— start of Data provided —
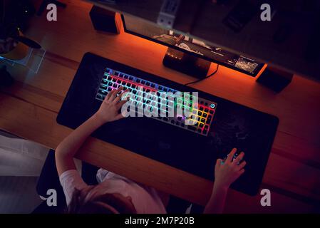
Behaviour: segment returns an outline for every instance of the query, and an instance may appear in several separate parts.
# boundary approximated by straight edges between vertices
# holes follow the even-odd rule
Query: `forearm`
[[[222,214],[224,207],[228,187],[214,184],[212,194],[205,208],[205,214]]]

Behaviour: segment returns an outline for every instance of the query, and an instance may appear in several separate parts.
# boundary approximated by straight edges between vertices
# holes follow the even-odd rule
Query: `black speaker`
[[[90,17],[96,30],[120,33],[122,21],[119,14],[93,6],[90,11]]]

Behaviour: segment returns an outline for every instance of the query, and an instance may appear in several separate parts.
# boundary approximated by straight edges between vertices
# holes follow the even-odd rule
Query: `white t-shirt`
[[[165,214],[165,207],[154,188],[138,184],[124,177],[105,170],[97,172],[97,180],[101,194],[119,193],[123,197],[130,196],[138,214]],[[69,170],[60,175],[60,182],[63,189],[67,204],[70,204],[75,189],[87,187],[76,170]]]

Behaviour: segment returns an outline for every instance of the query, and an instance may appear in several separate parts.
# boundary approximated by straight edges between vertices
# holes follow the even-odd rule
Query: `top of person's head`
[[[136,214],[133,204],[119,194],[100,194],[98,185],[75,190],[67,207],[69,214]]]

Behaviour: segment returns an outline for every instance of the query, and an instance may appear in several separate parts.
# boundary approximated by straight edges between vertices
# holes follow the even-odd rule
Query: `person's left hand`
[[[128,99],[121,100],[123,94],[128,91],[123,91],[117,96],[117,94],[122,90],[123,88],[120,86],[117,90],[110,92],[105,96],[99,110],[96,113],[95,117],[100,122],[101,125],[123,118],[123,115],[119,113],[118,110],[128,101]]]

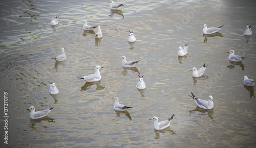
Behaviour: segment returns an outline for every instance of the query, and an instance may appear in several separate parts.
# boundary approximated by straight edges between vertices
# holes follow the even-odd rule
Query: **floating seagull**
[[[249,79],[246,76],[244,76],[244,82],[243,83],[245,85],[247,86],[254,86],[254,81],[252,79]]]
[[[130,32],[130,35],[128,36],[128,38],[127,39],[127,40],[128,40],[128,41],[129,42],[134,42],[136,41],[136,38],[135,37],[135,36],[133,34],[133,32],[131,32],[130,31],[129,31],[129,32]]]
[[[211,109],[214,108],[214,100],[211,95],[209,95],[208,101],[207,101],[197,98],[192,92],[191,92],[191,94],[193,96],[189,95],[188,96],[191,96],[194,99],[199,107],[204,109]]]
[[[117,111],[123,111],[127,110],[127,109],[132,108],[132,107],[127,107],[125,106],[122,104],[120,104],[118,102],[118,97],[115,97],[112,98],[113,99],[115,99],[115,104],[114,105],[114,109]]]
[[[137,61],[135,62],[132,62],[132,61],[129,61],[127,62],[126,61],[126,58],[124,56],[122,56],[119,58],[122,58],[123,59],[123,61],[122,61],[122,65],[124,67],[133,67],[135,66],[135,64],[139,62],[140,60]]]
[[[96,28],[96,27],[98,27],[98,26],[92,27],[91,26],[88,25],[87,24],[87,21],[86,21],[86,20],[84,20],[83,21],[81,21],[81,22],[83,22],[83,30],[93,30],[95,28]]]
[[[146,88],[146,84],[145,84],[145,82],[144,82],[143,79],[142,78],[144,76],[141,77],[140,77],[139,75],[138,75],[138,76],[140,77],[140,80],[138,82],[138,83],[137,83],[136,88],[139,89],[143,89]]]
[[[216,33],[224,25],[222,25],[220,27],[210,27],[209,28],[207,28],[207,26],[205,24],[204,24],[204,27],[203,28],[203,33],[204,34],[210,34]]]
[[[46,116],[50,111],[52,111],[53,108],[54,108],[54,107],[43,111],[35,112],[35,107],[31,106],[29,109],[27,109],[27,110],[31,110],[30,118],[32,119],[36,119]]]
[[[57,62],[61,62],[66,60],[67,59],[67,57],[66,56],[65,52],[64,52],[64,48],[61,48],[60,55],[58,55],[55,58],[52,59],[56,60]]]
[[[150,119],[150,120],[154,120],[154,127],[155,128],[155,130],[161,130],[169,127],[174,116],[174,114],[173,114],[170,118],[160,122],[158,122],[158,118],[157,117],[154,117],[152,119]]]
[[[192,76],[194,77],[199,77],[202,76],[202,75],[204,74],[204,70],[205,70],[205,68],[207,66],[208,66],[208,65],[205,66],[205,63],[204,63],[203,67],[198,70],[197,69],[197,68],[194,67],[193,69],[191,69],[191,71],[193,71]]]
[[[114,1],[110,1],[108,3],[110,3],[110,9],[112,10],[121,10],[123,6],[125,5],[125,4],[119,4],[119,5],[115,5],[114,4]]]
[[[59,90],[58,88],[56,86],[56,84],[54,83],[50,83],[50,89],[49,90],[49,92],[51,94],[56,94],[59,93]]]
[[[179,51],[178,52],[178,56],[184,56],[187,54],[187,44],[185,44],[185,46],[182,48],[181,46],[179,47]]]
[[[58,19],[59,19],[59,16],[60,15],[59,15],[58,16],[56,16],[55,18],[52,18],[52,21],[51,21],[51,23],[50,24],[51,26],[55,26],[56,24],[58,24],[59,23]]]
[[[251,35],[252,34],[251,28],[251,25],[249,26],[249,25],[246,24],[246,29],[244,32],[244,35]]]
[[[84,76],[82,78],[77,78],[78,79],[82,79],[86,80],[88,82],[96,82],[100,81],[101,79],[101,76],[100,76],[100,73],[99,72],[99,69],[103,68],[100,66],[97,66],[95,67],[95,73],[89,75],[88,76]]]
[[[228,59],[231,61],[240,62],[243,59],[247,58],[247,57],[241,57],[238,55],[234,55],[234,51],[233,50],[227,52],[227,53],[230,53],[228,56]]]
[[[102,33],[101,33],[101,30],[100,30],[100,27],[98,26],[98,32],[95,34],[95,38],[98,39],[102,37]]]

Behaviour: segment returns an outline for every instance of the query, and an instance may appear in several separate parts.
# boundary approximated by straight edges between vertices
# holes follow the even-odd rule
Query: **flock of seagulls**
[[[121,10],[122,7],[124,6],[125,4],[119,4],[116,5],[114,3],[113,1],[110,1],[108,3],[110,3],[110,8],[112,10]],[[52,18],[52,20],[50,22],[51,26],[55,26],[58,24],[58,16],[56,16],[55,18]],[[101,32],[101,30],[100,27],[98,26],[91,26],[88,25],[87,24],[87,21],[86,20],[83,20],[81,21],[81,22],[83,22],[83,29],[84,30],[87,31],[91,31],[93,30],[96,28],[97,27],[98,31],[97,33],[95,34],[95,38],[100,38],[102,37],[102,34]],[[203,33],[204,34],[212,34],[218,32],[223,27],[224,25],[221,26],[220,27],[211,27],[207,28],[207,25],[205,24],[203,28]],[[244,35],[245,36],[249,36],[251,35],[252,33],[251,30],[251,25],[249,26],[248,24],[246,26],[246,29],[244,32]],[[130,35],[128,36],[127,40],[129,42],[133,42],[136,41],[136,38],[133,34],[133,32],[131,32],[129,31]],[[188,44],[186,44],[183,47],[181,46],[179,47],[178,56],[184,56],[187,55],[187,49],[188,49]],[[238,55],[234,55],[234,51],[233,50],[231,50],[227,53],[229,53],[229,56],[228,57],[228,59],[229,60],[234,62],[240,62],[244,58],[246,58],[246,57],[242,57]],[[60,62],[65,61],[67,59],[67,57],[65,54],[65,52],[64,51],[64,48],[62,48],[61,50],[60,55],[57,56],[55,58],[52,58],[56,60],[57,62]],[[138,63],[141,60],[136,61],[127,61],[126,58],[125,56],[123,56],[119,58],[122,59],[122,66],[124,67],[135,67],[136,64]],[[205,63],[204,64],[203,67],[202,67],[199,69],[197,70],[197,68],[194,67],[191,71],[193,71],[192,76],[193,77],[199,77],[202,76],[206,69],[206,67],[208,65],[205,65]],[[100,75],[100,72],[99,69],[100,68],[102,68],[103,67],[100,66],[96,66],[95,67],[95,72],[89,76],[84,76],[81,78],[77,78],[78,79],[81,79],[85,80],[88,82],[97,82],[100,81],[101,79],[101,76]],[[138,75],[139,77],[139,80],[138,82],[136,85],[136,88],[138,89],[144,89],[146,88],[146,84],[143,81],[143,77],[144,76],[140,76],[139,75]],[[252,79],[249,79],[246,76],[244,76],[244,81],[243,84],[247,86],[254,86],[254,81]],[[56,94],[59,93],[59,90],[57,87],[56,86],[56,84],[53,82],[50,82],[50,89],[49,89],[49,93],[51,94]],[[212,100],[212,96],[211,95],[209,95],[208,96],[208,101],[201,100],[196,97],[196,96],[193,94],[193,92],[191,92],[192,96],[189,95],[189,96],[191,97],[193,100],[196,102],[196,105],[200,108],[209,110],[211,109],[214,108],[214,101]],[[115,103],[114,105],[114,109],[116,111],[126,111],[129,108],[133,108],[132,107],[127,107],[124,106],[124,105],[120,104],[119,103],[119,98],[118,97],[115,97],[113,98],[113,99],[115,100]],[[35,112],[35,107],[33,106],[31,106],[28,109],[28,110],[30,110],[30,118],[31,119],[38,119],[44,117],[47,115],[48,113],[51,112],[53,108],[49,108],[47,110],[44,111],[39,111],[37,112]],[[165,120],[159,122],[158,118],[157,117],[154,117],[150,119],[150,120],[154,120],[154,128],[156,130],[161,130],[164,129],[167,127],[168,127],[170,125],[170,122],[173,119],[175,114],[174,114],[170,118],[168,118]]]

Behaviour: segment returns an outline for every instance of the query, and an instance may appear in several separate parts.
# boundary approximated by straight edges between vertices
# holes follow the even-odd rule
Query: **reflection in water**
[[[244,87],[250,92],[250,98],[251,98],[252,96],[255,97],[254,86],[247,86],[244,84]]]
[[[206,112],[207,113],[208,116],[211,119],[212,119],[212,115],[214,114],[214,108],[211,109],[204,109],[201,108],[199,107],[198,106],[197,106],[197,107],[194,110],[190,111],[189,112],[190,113],[192,113],[192,112],[193,111],[198,111],[198,112],[202,112],[202,113],[205,113]],[[198,115],[204,115],[204,114],[198,114]]]
[[[115,14],[117,14],[117,15],[115,15]],[[124,18],[124,16],[123,16],[123,12],[122,11],[120,10],[112,10],[110,11],[110,14],[109,16],[111,17],[114,17],[114,15],[121,15],[122,16],[122,18]]]
[[[100,42],[101,42],[101,39],[102,39],[102,37],[101,37],[100,38],[95,38],[95,46],[99,46]]]
[[[93,30],[83,30],[83,34],[82,34],[84,36],[87,36],[87,34],[95,34],[95,32]]]
[[[173,131],[170,129],[170,127],[168,127],[167,128],[165,128],[162,130],[155,130],[155,133],[156,133],[156,139],[158,139],[160,138],[160,133],[162,134],[176,134],[174,131]]]
[[[61,61],[61,62],[56,61],[55,64],[54,64],[54,68],[52,68],[52,70],[56,68],[56,71],[58,71],[58,66],[59,65],[62,65],[63,67],[66,68],[66,60],[67,60],[63,61]]]
[[[133,48],[134,48],[134,45],[135,45],[135,42],[128,42],[129,44],[131,45],[131,47],[129,48],[130,50],[133,50]]]
[[[181,64],[182,64],[182,61],[186,58],[187,58],[187,55],[185,55],[184,56],[178,56],[178,59],[179,60],[179,62]]]
[[[197,80],[206,80],[208,78],[208,78],[208,76],[205,76],[204,75],[203,75],[201,77],[192,77],[193,78],[194,85],[196,85],[196,84],[197,84]]]
[[[86,91],[91,88],[91,87],[94,84],[97,85],[96,90],[101,90],[105,88],[104,87],[105,85],[100,85],[100,81],[101,81],[100,80],[97,82],[87,82],[83,86],[81,87],[81,91]]]
[[[50,118],[47,116],[40,119],[30,119],[30,122],[31,123],[31,124],[30,125],[29,127],[32,129],[32,131],[37,131],[36,128],[35,127],[35,126],[36,124],[36,123],[40,123],[42,121],[47,121],[48,122],[55,122],[54,120],[54,119]]]
[[[214,34],[203,34],[203,36],[204,37],[204,42],[205,43],[207,43],[207,38],[208,38],[208,37],[216,37],[216,36],[220,36],[220,37],[224,37],[224,36],[222,36],[222,34],[221,33],[218,32],[217,33],[215,33]]]
[[[137,69],[136,67],[124,67],[123,66],[123,76],[125,76],[127,75],[127,73],[128,73],[128,70],[131,70],[133,71],[133,72],[138,72],[138,73],[140,74],[140,72],[138,70],[138,69]]]
[[[141,95],[142,97],[145,97],[145,90],[146,90],[146,88],[143,89],[137,89],[138,91],[139,91],[140,92],[140,95]]]
[[[132,120],[132,117],[131,117],[131,115],[130,115],[129,112],[127,110],[124,111],[117,111],[115,109],[114,110],[116,113],[117,116],[120,117],[121,116],[120,113],[123,113],[125,114],[125,115],[129,118],[129,119],[130,120]]]
[[[244,67],[245,66],[244,65],[243,63],[242,63],[242,62],[234,62],[230,60],[228,61],[229,61],[229,63],[231,64],[230,65],[227,66],[228,68],[233,69],[234,68],[234,65],[239,65],[242,67],[242,70],[244,71]]]

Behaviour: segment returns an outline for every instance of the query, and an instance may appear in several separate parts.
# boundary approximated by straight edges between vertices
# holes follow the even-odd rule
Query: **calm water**
[[[1,92],[2,98],[9,93],[9,144],[2,138],[1,145],[255,147],[255,89],[242,83],[244,75],[256,80],[255,1],[116,1],[126,4],[122,12],[111,11],[108,1],[0,2]],[[59,15],[59,24],[52,28],[51,18]],[[84,32],[83,20],[100,26],[103,37],[95,40],[93,32]],[[204,23],[224,27],[205,36]],[[249,38],[243,35],[246,24],[252,24]],[[129,30],[135,44],[127,42]],[[178,47],[185,43],[188,55],[178,58]],[[51,58],[61,47],[67,60],[55,63]],[[231,63],[230,50],[248,58]],[[123,55],[142,61],[124,69]],[[188,70],[205,63],[204,77],[193,79]],[[93,73],[98,65],[104,67],[100,82],[76,78]],[[139,73],[144,91],[136,88]],[[58,94],[49,94],[48,81],[56,84]],[[214,108],[197,108],[191,92],[204,100],[212,95]],[[116,112],[115,96],[133,108]],[[47,117],[31,120],[26,110],[31,106],[54,108]],[[163,131],[148,120],[174,113]]]

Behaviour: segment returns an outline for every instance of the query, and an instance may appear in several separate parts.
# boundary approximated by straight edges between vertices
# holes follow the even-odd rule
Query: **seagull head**
[[[33,106],[31,106],[29,108],[27,109],[27,110],[35,110],[35,107],[33,107]]]

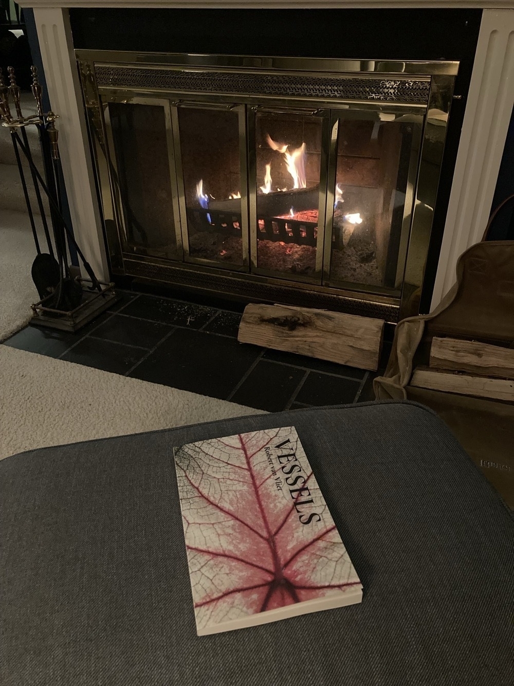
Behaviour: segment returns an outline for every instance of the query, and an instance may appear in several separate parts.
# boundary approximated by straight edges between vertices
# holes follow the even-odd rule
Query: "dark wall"
[[[480,10],[120,10],[70,11],[75,48],[283,55],[364,60],[455,60],[452,107],[421,311],[437,268]]]

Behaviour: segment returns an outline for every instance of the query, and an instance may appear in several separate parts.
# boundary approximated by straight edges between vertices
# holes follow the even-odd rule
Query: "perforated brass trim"
[[[275,95],[424,104],[430,81],[402,78],[295,76],[95,65],[97,84],[111,88]]]

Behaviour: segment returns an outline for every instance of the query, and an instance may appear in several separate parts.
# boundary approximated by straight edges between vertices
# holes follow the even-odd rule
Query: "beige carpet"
— end of Data provided —
Find every line in the rows above that contains the string "person" and copy each one out in full.

Query: `top of person's head`
Query: `person's left hand`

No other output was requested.